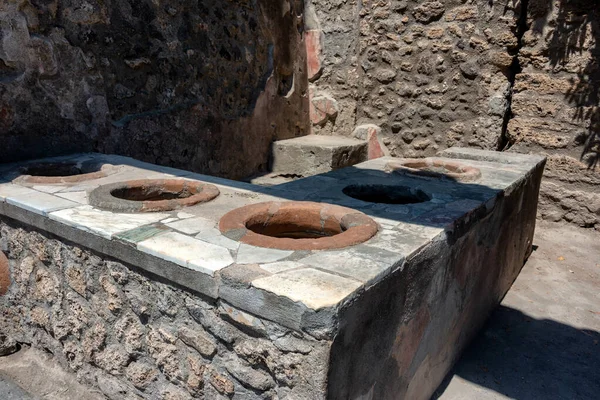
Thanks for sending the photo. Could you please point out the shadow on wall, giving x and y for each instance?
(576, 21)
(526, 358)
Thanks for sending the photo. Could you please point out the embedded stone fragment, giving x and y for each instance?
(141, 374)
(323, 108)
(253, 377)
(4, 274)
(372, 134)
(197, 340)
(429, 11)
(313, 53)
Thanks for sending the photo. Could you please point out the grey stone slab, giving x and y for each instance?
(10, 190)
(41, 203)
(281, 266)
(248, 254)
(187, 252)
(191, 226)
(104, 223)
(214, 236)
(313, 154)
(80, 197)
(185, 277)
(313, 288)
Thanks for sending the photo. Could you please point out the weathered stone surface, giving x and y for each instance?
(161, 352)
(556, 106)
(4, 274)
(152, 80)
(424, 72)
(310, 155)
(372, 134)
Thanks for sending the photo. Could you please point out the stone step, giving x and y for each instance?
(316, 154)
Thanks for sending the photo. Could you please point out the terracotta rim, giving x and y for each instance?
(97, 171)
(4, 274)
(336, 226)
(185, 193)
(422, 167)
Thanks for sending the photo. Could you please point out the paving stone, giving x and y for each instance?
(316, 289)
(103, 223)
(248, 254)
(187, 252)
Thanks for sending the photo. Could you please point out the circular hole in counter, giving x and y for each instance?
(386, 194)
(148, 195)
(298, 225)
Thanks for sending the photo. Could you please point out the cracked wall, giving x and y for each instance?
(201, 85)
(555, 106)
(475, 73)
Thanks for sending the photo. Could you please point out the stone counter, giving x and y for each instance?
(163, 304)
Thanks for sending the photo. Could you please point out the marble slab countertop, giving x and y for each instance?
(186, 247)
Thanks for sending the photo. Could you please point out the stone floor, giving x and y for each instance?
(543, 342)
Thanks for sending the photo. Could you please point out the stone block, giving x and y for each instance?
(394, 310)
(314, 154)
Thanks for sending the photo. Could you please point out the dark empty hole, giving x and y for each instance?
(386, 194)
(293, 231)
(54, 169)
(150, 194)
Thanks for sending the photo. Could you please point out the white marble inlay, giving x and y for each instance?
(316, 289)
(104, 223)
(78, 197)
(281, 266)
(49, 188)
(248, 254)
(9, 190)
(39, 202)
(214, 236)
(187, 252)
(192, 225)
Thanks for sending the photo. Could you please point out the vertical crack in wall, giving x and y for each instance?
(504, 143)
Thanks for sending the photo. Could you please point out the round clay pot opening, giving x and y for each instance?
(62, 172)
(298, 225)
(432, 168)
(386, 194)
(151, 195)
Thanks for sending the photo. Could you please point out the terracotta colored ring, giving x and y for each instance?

--

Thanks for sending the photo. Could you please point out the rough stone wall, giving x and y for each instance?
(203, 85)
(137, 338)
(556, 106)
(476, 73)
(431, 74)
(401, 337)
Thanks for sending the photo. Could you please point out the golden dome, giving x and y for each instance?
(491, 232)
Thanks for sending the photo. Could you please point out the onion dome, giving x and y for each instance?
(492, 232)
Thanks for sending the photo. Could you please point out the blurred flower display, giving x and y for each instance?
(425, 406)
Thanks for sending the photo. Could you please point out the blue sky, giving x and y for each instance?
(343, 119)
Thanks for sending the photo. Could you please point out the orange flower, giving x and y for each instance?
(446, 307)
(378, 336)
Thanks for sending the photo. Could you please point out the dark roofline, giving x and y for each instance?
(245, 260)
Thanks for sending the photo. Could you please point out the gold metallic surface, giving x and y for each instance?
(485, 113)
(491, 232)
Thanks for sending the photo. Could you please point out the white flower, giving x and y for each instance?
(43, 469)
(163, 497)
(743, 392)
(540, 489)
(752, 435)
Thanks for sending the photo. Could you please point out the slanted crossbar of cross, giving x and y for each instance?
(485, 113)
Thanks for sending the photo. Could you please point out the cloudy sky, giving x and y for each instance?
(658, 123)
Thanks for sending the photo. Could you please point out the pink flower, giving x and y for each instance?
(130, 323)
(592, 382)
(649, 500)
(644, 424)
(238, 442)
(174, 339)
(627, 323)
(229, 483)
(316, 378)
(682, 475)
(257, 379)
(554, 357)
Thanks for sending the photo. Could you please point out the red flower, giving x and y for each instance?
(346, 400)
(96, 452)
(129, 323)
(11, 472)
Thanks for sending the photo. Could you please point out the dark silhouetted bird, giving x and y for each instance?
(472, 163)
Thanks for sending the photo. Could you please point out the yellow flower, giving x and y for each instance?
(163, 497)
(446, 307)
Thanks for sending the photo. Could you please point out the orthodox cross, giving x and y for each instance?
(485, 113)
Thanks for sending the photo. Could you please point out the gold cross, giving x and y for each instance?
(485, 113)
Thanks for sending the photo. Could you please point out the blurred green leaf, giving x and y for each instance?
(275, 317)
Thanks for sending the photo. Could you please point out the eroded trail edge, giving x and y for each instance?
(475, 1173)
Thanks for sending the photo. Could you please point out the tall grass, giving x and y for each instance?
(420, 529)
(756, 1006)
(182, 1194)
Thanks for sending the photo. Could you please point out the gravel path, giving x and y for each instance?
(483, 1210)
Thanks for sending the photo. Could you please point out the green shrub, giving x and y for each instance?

**ASSIGNED TASK**
The reply should hold only the lines of the listing above starting at the line containing "path, giving x and y for each instance?" and ending at the line containing "shrub, giving x and y for each instance?", exactly as written.

**OUTPUT BELOW**
Thanks for sending the photo. Could you please point out the gravel path, giving x and y for each instance?
(483, 1210)
Thanks for sending the photo. Could you please point out the green shrub, giving x and y for each instance?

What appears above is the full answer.